> [REQUIRED ACTION 1] Reproduce the legionella course outline from "The legal requirements,approved" up to and including "programmes and records.".
> [REQUIRED ACTION 2] According to the legionella course outline, what share of the syllabus goes to Risk Assessment of Systems?
> [REQUIRED ACTION 3] Write what comes next in the legionella course outline, picking up after its last line.

> [PASSAGE FOR REVIEW]
-.-.-

To provide background and an overview of the risk of legionella infection and how it can be controlled in domestic type hot and cold water systems.
Outcome:On successful completion, the student shall be able to demonstrate knowledge of
The origins of legionella and the factors which allow it to proliferate to hazardous levels in man-made water systems.
The main conditions which cause legionella infection to occur in susceptible individuals.
The fundamental principles of assessing the risk of exposure to legionella in domestic hot and cold water systems.
The legal requirements,approved codes of practice and best practice guidance.
Implementation of legionella control regimes with suitable monitoring programmes and records.
It is envisaged that this course will be conducted over 1 day which includes the examination. This
course will require 6 hours’ study time
1 Introduction and History of the Organism 15%
2 Legislation and Guidance 15%
3 Risk Assessment of Systems 25%
4 Operational Control 20%
5 Outbreak Investigation Procedures 10%
6 Record Keeping 5%
7 Case Studies 10%
1 Introduction and History of the Organism [15%]
1.0.1 The occurrence of legionella, sources and primary cause of growth in man-made water systems.
1.0.2 Types and significance of the bacteria.
1.0.3 The infection chain, susceptibility to infection, symptoms, treatment and prognosis.
1.0.4 Health effects on exposed people.
1.0.5 Review of data gathered by Public Health England (PHE) and others.
2 Legislation and Guidance [15%]
2.0.1 Acts of Parliament
2.0.2 Approved codes of practice, HSE guidance notes, British Standards. Other industry accepted good
practice sources of information.
3 Risk Assessment of Systems[25%]
3.0.1 Role of the named duty holder and responsible person(s).

-.-.-

> [Collected data]
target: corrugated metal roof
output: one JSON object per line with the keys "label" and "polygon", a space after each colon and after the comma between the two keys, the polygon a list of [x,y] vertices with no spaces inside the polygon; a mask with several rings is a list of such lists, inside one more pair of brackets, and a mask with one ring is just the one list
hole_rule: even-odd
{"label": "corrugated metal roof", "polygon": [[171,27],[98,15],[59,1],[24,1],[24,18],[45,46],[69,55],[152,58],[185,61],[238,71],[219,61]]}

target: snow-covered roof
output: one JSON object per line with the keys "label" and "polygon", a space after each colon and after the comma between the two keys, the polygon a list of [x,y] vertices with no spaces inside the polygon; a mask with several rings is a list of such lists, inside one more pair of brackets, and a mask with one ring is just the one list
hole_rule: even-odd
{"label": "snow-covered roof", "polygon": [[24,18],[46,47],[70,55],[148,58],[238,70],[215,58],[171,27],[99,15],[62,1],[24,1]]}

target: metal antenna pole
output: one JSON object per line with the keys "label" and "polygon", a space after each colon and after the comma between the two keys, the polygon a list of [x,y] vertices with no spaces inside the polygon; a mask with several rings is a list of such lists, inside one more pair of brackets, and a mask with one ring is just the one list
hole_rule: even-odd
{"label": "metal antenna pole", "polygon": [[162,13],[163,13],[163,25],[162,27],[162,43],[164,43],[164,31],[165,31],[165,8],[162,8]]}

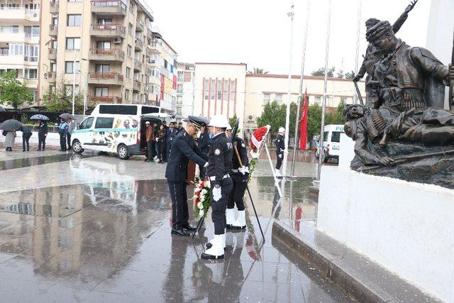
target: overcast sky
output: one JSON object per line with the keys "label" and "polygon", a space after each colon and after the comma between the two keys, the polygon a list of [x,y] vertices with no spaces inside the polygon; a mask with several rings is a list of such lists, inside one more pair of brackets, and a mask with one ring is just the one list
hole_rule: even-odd
{"label": "overcast sky", "polygon": [[[178,53],[179,62],[244,62],[287,74],[292,0],[145,0],[163,38]],[[294,1],[292,72],[299,74],[308,0]],[[333,0],[329,66],[355,67],[359,0]],[[328,0],[311,0],[305,74],[324,65]],[[409,0],[362,0],[360,55],[364,54],[365,21],[392,23]],[[412,46],[425,46],[430,0],[419,0],[397,36]],[[447,63],[447,62],[445,62]]]}

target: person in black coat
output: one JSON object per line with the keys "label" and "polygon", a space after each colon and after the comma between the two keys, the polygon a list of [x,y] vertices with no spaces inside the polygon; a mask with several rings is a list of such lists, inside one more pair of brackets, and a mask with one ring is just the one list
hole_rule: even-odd
{"label": "person in black coat", "polygon": [[30,150],[30,143],[28,142],[30,140],[30,137],[31,137],[31,131],[26,126],[22,126],[18,129],[22,132],[22,151],[26,151],[26,145],[27,148],[27,151]]}
{"label": "person in black coat", "polygon": [[45,121],[40,120],[38,130],[38,151],[44,151],[45,149],[45,138],[48,136],[48,123]]}
{"label": "person in black coat", "polygon": [[165,170],[170,197],[172,199],[172,234],[190,236],[195,228],[189,224],[186,179],[189,159],[201,167],[208,166],[208,158],[196,145],[192,136],[197,133],[202,123],[202,117],[189,116],[187,125],[175,137]]}

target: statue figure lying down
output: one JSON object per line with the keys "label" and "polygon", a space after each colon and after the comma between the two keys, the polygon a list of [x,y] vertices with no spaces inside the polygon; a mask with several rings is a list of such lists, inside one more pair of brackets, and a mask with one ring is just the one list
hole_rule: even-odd
{"label": "statue figure lying down", "polygon": [[355,153],[365,165],[390,166],[394,160],[373,150],[390,143],[425,146],[454,145],[454,113],[442,109],[412,109],[404,112],[382,106],[372,109],[359,104],[345,106],[344,131],[355,141]]}

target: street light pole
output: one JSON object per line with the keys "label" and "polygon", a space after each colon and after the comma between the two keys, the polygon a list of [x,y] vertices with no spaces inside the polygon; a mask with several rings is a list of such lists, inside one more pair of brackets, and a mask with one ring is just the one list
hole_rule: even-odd
{"label": "street light pole", "polygon": [[328,86],[328,60],[329,55],[329,33],[331,23],[331,5],[333,0],[329,0],[328,9],[328,26],[326,29],[326,50],[325,54],[325,81],[323,83],[323,101],[321,106],[321,123],[320,126],[320,139],[319,141],[319,167],[317,170],[317,180],[320,181],[321,163],[323,158],[323,133],[325,131],[325,107],[326,106],[326,87]]}
{"label": "street light pole", "polygon": [[293,17],[294,16],[294,1],[292,1],[292,11],[287,13],[287,16],[290,17],[290,49],[289,54],[289,78],[288,78],[288,87],[287,87],[287,111],[285,115],[285,131],[287,134],[284,141],[285,150],[284,150],[284,169],[282,170],[282,175],[284,177],[287,175],[287,158],[289,155],[289,131],[290,123],[290,104],[292,102],[292,62],[293,55]]}

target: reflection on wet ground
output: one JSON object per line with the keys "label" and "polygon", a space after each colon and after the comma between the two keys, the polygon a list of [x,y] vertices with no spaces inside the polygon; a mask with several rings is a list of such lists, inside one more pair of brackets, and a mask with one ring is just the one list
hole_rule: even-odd
{"label": "reflection on wet ground", "polygon": [[[311,180],[299,180],[292,187],[301,218],[314,216],[304,189]],[[4,194],[0,275],[8,278],[0,280],[0,289],[7,290],[2,301],[348,302],[316,270],[272,241],[272,218],[297,213],[288,207],[289,182],[283,200],[273,182],[254,178],[250,186],[265,243],[251,211],[245,232],[228,233],[226,258],[218,263],[199,258],[212,236],[211,220],[194,241],[170,236],[165,180]]]}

-.-.-

> [EXERCISE RESULT 1]
The legal requirements,approved codes of practice and best practice guidance.
Implementation of legionella control regimes with suitable monitoring programmes and records.

> [EXERCISE RESULT 2] 25%

> [EXERCISE RESULT 3]
3.0.2 Definition of competent responsible person.
3.0.3 Key components of the management and control systems.
3.0.4 Design and operation of domestic type hot and cold water systems.
3.0.5 Importance of schematic diagrams and sentinel outlets.
3.0.6 Sentinel points on hot water systems with a circulation.
3.0.7 Significance of dead legs, blind ends and inaccessible parts of the water system.
3.0.8 Miscellaneous Systems.
4 Operational Control [20%]
4.0.1 Duties and responsibilities of responsible person(s).
4.0.2 The role, risks and responsibilities when subcontracting part of the task of the control strategy.
4.0.3 The written scheme of precautions including routine temperature checks and routine condition inspection.
4.0.4 Other control strategies—Ionisation, ClO2, etc.
4.0.5 The role of general bacteriological testing as part of the control strategy.
4.0.6 Corrective or remedial actions.
4.0.7 Record keeping, the details required for effective management control and retention of monitoring data
5 Outbreak Investigation Procedures [10%]
5.0.1 The appointment and role of a Proper Officer and Incident Control Team.
5.0.2 Definition of an outbreak.
5.0.3 The roles of the investigating organisations (HSE, PHE, Local Authority).
5.0.4 Control and Investigation phases.
5.0.5 Interpreting the patterns of cases to trace the source; interpreting the microbiology to trace the
source and the role of sequence based typing (SBT)
6 Record Keeping
6.0.1 Regulatory requirements for record keeping.
7 Case Studies [10%]
7.0.1 Causes of recent Legionnaires’ disease outbreaks and the suspected water system sources.
7.0.2 Prosecutions P901 Syllabus (011214)GM.
There is a closed-book examination comprising of 20 short answer questions to be answered in 60 minutes.
The examination covers sections 1 to 6 of the syllabus in proportion to the time allocation given on the front page the syllabus.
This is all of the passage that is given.